→ **Task description**: Turn the data below into a numbered list, starting with the line that contains "Can you see the exhaust" and running through the end of the data, and omit any blank lines.

[Begin Records for the task]

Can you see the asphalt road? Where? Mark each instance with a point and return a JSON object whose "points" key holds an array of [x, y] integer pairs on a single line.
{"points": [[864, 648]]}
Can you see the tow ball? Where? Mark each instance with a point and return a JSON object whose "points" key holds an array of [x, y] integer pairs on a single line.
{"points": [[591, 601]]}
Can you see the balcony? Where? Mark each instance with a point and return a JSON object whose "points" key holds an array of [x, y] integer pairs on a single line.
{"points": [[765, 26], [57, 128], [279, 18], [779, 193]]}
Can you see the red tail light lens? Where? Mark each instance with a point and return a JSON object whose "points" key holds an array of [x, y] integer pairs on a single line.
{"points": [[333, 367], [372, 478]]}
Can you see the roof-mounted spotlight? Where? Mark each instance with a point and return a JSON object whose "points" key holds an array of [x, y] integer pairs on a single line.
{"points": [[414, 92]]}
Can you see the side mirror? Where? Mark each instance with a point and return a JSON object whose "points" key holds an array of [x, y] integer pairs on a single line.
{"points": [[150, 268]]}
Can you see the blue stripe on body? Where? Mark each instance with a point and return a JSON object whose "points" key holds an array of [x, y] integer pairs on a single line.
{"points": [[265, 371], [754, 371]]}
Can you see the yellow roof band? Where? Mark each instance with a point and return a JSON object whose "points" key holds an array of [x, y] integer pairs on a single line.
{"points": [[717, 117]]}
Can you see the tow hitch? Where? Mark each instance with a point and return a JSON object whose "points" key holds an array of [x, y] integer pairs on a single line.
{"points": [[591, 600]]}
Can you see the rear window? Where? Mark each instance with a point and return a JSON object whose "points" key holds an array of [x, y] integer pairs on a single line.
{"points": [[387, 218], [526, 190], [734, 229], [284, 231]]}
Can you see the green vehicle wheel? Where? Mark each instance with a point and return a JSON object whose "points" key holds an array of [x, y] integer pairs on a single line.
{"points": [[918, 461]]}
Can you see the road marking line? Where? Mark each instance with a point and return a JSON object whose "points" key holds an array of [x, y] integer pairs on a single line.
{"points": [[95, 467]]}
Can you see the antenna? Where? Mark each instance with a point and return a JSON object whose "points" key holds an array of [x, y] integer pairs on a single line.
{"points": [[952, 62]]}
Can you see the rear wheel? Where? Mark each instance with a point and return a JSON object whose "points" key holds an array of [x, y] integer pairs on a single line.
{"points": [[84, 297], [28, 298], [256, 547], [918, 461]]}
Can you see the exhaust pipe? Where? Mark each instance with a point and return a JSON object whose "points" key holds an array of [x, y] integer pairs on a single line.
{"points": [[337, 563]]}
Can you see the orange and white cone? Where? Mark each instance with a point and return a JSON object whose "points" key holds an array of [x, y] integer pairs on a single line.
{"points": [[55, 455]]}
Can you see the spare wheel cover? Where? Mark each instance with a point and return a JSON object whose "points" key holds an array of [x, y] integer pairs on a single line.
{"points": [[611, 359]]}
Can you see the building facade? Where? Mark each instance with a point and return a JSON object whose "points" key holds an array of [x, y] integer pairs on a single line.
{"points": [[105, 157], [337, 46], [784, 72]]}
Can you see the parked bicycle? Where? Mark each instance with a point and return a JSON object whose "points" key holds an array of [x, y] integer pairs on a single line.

[End Records for the task]

→ **Full response**:
1. Can you see the exhaust pipe? Where? Mark each instance with a point and return a JSON object whose "points" key holds an array of [x, y] integer pairs on a single line.
2. {"points": [[337, 563]]}
3. Can you see the orange and white cone? Where? Mark each instance with a point and return a JSON object whose "points" key holds an array of [x, y] integer pairs on a single line.
4. {"points": [[55, 455]]}
5. Can you see the spare wheel cover? Where? Mark each instance with a point and return a JSON object whose "points" key holds an array of [x, y] integer pairs on a single line.
6. {"points": [[611, 359]]}
7. Can you see the building facade? Where? Mark each instance with a point and return a JSON object whose "points" key holds an array of [x, y] integer pairs on a single line.
8. {"points": [[105, 157], [337, 46], [784, 72]]}
9. Can you see the parked bicycle? Where? Mark each instance with a point and return a JSON object whose "points" key holds an array of [x, y] integer pairs on a single line.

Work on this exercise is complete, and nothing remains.